◆ INFORMATION SUPPLIED ◆
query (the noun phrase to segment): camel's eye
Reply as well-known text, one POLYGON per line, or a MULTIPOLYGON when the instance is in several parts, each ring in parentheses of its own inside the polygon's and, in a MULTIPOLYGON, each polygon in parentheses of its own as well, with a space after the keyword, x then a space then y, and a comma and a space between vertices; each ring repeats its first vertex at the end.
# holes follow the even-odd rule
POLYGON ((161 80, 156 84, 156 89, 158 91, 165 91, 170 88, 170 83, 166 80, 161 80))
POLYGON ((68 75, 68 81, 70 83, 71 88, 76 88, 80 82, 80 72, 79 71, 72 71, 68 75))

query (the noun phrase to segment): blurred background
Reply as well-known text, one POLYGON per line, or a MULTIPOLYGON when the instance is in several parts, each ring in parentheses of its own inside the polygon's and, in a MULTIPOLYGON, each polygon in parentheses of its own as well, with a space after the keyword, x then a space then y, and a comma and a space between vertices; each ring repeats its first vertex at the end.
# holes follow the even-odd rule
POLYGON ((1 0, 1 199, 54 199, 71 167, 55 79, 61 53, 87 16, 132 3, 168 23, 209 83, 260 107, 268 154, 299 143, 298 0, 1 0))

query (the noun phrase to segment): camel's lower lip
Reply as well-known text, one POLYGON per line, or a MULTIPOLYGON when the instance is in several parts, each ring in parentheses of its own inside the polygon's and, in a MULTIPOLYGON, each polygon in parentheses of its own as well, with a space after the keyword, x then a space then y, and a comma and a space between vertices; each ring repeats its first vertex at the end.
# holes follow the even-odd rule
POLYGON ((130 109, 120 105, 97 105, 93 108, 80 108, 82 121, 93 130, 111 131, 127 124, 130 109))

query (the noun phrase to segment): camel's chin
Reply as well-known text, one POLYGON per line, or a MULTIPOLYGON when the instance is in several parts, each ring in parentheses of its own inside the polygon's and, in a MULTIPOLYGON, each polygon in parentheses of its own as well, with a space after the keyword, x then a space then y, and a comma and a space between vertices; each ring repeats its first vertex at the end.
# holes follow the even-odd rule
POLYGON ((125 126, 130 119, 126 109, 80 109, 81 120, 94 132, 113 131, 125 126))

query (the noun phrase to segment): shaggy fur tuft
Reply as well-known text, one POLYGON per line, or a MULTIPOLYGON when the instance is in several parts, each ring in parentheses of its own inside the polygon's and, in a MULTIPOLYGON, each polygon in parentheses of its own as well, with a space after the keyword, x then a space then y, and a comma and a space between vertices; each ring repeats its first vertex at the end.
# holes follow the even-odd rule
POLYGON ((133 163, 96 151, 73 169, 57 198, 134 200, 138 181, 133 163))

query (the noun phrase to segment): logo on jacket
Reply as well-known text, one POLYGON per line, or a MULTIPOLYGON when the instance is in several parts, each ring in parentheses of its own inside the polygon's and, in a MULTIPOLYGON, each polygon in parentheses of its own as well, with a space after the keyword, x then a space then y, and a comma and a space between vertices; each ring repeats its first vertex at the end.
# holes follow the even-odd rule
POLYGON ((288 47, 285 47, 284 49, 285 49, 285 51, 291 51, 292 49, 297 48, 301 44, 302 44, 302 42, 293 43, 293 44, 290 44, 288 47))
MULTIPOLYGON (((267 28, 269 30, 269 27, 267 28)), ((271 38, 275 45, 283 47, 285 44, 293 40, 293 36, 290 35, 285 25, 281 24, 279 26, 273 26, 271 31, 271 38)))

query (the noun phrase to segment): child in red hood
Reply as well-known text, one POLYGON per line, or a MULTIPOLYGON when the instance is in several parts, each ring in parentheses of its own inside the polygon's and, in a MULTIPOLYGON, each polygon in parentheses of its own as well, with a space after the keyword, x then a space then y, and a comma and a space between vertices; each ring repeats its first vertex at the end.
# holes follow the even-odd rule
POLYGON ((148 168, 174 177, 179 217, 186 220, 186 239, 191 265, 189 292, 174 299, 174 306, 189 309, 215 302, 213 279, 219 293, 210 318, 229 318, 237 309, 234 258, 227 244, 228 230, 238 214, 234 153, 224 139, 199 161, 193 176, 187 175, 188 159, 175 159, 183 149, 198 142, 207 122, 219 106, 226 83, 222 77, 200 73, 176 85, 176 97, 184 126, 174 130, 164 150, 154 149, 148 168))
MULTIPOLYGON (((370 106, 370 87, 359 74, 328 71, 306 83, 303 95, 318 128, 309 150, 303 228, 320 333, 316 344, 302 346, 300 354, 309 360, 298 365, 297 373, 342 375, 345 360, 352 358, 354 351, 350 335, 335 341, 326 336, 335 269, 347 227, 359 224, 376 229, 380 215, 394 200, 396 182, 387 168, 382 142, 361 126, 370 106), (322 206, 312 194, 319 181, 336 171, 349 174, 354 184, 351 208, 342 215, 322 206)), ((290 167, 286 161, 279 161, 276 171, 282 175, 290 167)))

◆ EXERCISE PROMPT ◆
Copy out the data shown above without altering anything.

◆ EXPECTED OUTPUT ◆
query (the noun phrase to segment): camel's eye
Reply as well-known text, one POLYGON per line, or a MULTIPOLYGON when the instance is in several parts, each ring in parentheses of its own inside the polygon's and, in a MULTIPOLYGON, each polygon in parentheses of its own as well, with a space after the keyword, x then a space then y, and a comma and a space between vertices; each ring repeats its first vertex at the end.
# holes follow the even-odd rule
POLYGON ((161 80, 156 84, 156 89, 158 91, 165 91, 170 88, 170 83, 166 80, 161 80))
POLYGON ((68 75, 68 81, 70 83, 71 88, 76 88, 80 82, 80 72, 79 71, 72 71, 68 75))

query (the noun phrase to segment): blurred background
Reply as well-known text, one POLYGON per line, or a MULTIPOLYGON when the instance is in several parts, each ring in parentheses of its own inside the polygon's and, in a MULTIPOLYGON, each polygon in parentheses of its own as well, with a space after the keyword, x then a space then y, and a comma and a space between vertices; each ring repeats its first vertex at the end.
# holes follow the even-odd rule
POLYGON ((1 0, 1 199, 54 199, 71 167, 55 79, 61 53, 87 16, 132 3, 168 23, 209 83, 260 107, 268 154, 299 143, 298 0, 1 0))

query (the noun phrase to segment): camel's lower lip
Reply as well-known text, one POLYGON per line, or a MULTIPOLYGON when the instance is in several parts, each ring in parentheses of its own inside the polygon's and, in a MULTIPOLYGON, each polygon in parentheses of its own as well, with a space after the keyword, x then a space then y, and a comma and a space between vertices; each ring repeats its first vertex at the end.
# holes follow the even-odd rule
POLYGON ((130 109, 120 105, 97 105, 93 108, 80 108, 82 121, 93 130, 111 131, 127 124, 130 109))

query (the noun phrase to segment): camel's chin
Reply as well-known text, one POLYGON per line, or a MULTIPOLYGON when the instance is in several parts, each ring in parentheses of its own inside the polygon's and, in a MULTIPOLYGON, each polygon in parentheses of its own as well, with a space after the keyword, x then a space then y, and a comma and a space between vertices; each ring repeats its first vertex at the end.
# holes follow the even-odd rule
POLYGON ((125 126, 130 119, 126 109, 80 109, 81 120, 94 132, 113 131, 125 126))

query (the noun phrase to segment): shaggy fur tuft
Reply as well-known text, one POLYGON per line, or a MULTIPOLYGON when the instance is in several parts, each ring in parentheses of its own inside the polygon's and, in a MULTIPOLYGON, each polygon in parentheses of its own as well, with a space after the keyword, x then a space then y, and a comma and a space between vertices; each ring repeats its first vertex at the end.
# holes follow the even-odd rule
POLYGON ((133 163, 96 151, 73 169, 57 198, 134 200, 138 181, 133 163))

query (the noun phrase to segment): logo on jacket
Reply as well-known text, one POLYGON per line, or a MULTIPOLYGON when the instance is in several parts, each ring in parentheses of its own inside the polygon's and, in a MULTIPOLYGON, each polygon in parentheses of its own as well, with a space after the keyword, x then a space then y, and a comma and a space between vertices; each ring repeats its first vertex at the end.
# holes follow the even-odd rule
POLYGON ((288 47, 285 47, 284 49, 285 49, 285 51, 291 51, 292 49, 297 48, 301 44, 302 44, 302 42, 293 43, 293 44, 290 44, 288 47))
MULTIPOLYGON (((267 28, 269 30, 269 27, 267 28)), ((271 38, 275 45, 283 47, 285 44, 293 40, 293 36, 290 35, 285 25, 281 24, 279 26, 273 26, 271 31, 271 38)))

query (the noun phrase to segment): child in red hood
Reply as well-known text, one POLYGON per line, or a MULTIPOLYGON when the instance is in several parts, each ring in parentheses of its own inside the polygon's and, in a MULTIPOLYGON, each polygon in parentheses of its own as well, with a space after the keyword, x then a space then y, and a comma and a space between vertices; each ring repeats its first vertex at the end.
# holes follow the even-odd rule
POLYGON ((148 168, 174 177, 179 217, 186 220, 186 239, 191 265, 189 292, 174 299, 174 306, 189 309, 215 302, 213 279, 219 293, 210 318, 229 318, 237 309, 234 258, 227 244, 228 230, 238 214, 234 153, 224 139, 199 161, 193 176, 187 175, 188 159, 175 159, 183 149, 198 142, 207 122, 219 106, 226 83, 222 77, 200 73, 176 85, 176 97, 184 126, 174 130, 164 150, 154 149, 148 168))
MULTIPOLYGON (((370 106, 370 87, 359 74, 328 71, 306 83, 303 95, 318 128, 309 150, 303 228, 320 333, 316 344, 302 346, 300 354, 309 360, 298 365, 297 373, 342 375, 345 360, 352 358, 354 351, 350 335, 335 341, 326 336, 335 269, 347 227, 359 224, 376 229, 380 215, 394 200, 396 182, 387 168, 382 142, 361 126, 370 106), (322 206, 312 194, 319 181, 336 171, 349 174, 354 184, 351 208, 342 215, 322 206)), ((290 167, 286 161, 279 161, 276 171, 282 175, 290 167)))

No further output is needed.